Stated exercise> In the blog post on whether the Bible can be trusted, around what year do the scholars it cites date the writing of Mark?

Can We Trust The Bible?

Part 2

On Sunday mornings in Building D as we study and discuss whether we can trust the Bible, we’re also looking at those same questions here on the blog. In last week’s post, I summarized the evidence we have for the historical preservation of the New Testament documents. The conclusion was that what we hold in our hands today is almost identical to what was originally written.

 

But, I finished with a question: What if we have a historically preserved collection of mistakes? In today’s post, we’ll see whether we have good reason to believe the New Testament writers told the truth about the things they recorded.

 

What if we have a historically preserved collection of mistakes?

 

While mountains of information on this topic exist, we’ll look at two main lines of evidence demonstrating the truthfulness of the New Testament documents: early testimony and eyewitness testimony.

Early Testimony
Many New Testament scholars believe all the Gospel accounts of Jesus’ life and ministry were written toward the end of the first century.[1]

 

These scholars believe Mark was written around AD 70, Matthew and Luke around AD 80–85, and John around AD 90–95.[2] These dates create a problem for many people; how could the Gospel writers have accurately recorded the details of Jesus’ life and ministry when the accounts were written so much later? They probably forgot most of what took place and made several mistakes in their attempts to recount the events—right?

Data records>

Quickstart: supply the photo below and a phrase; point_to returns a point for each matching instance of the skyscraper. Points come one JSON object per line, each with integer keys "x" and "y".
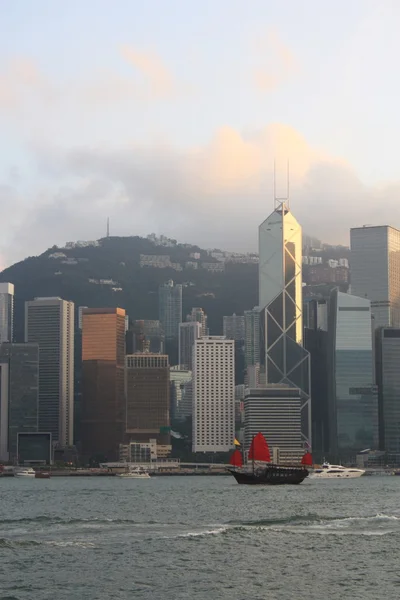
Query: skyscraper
{"x": 19, "y": 398}
{"x": 353, "y": 401}
{"x": 252, "y": 337}
{"x": 275, "y": 411}
{"x": 148, "y": 398}
{"x": 233, "y": 327}
{"x": 213, "y": 394}
{"x": 49, "y": 322}
{"x": 388, "y": 380}
{"x": 6, "y": 312}
{"x": 181, "y": 393}
{"x": 282, "y": 356}
{"x": 170, "y": 308}
{"x": 188, "y": 333}
{"x": 103, "y": 395}
{"x": 198, "y": 314}
{"x": 375, "y": 268}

Expected answer> Around AD 70.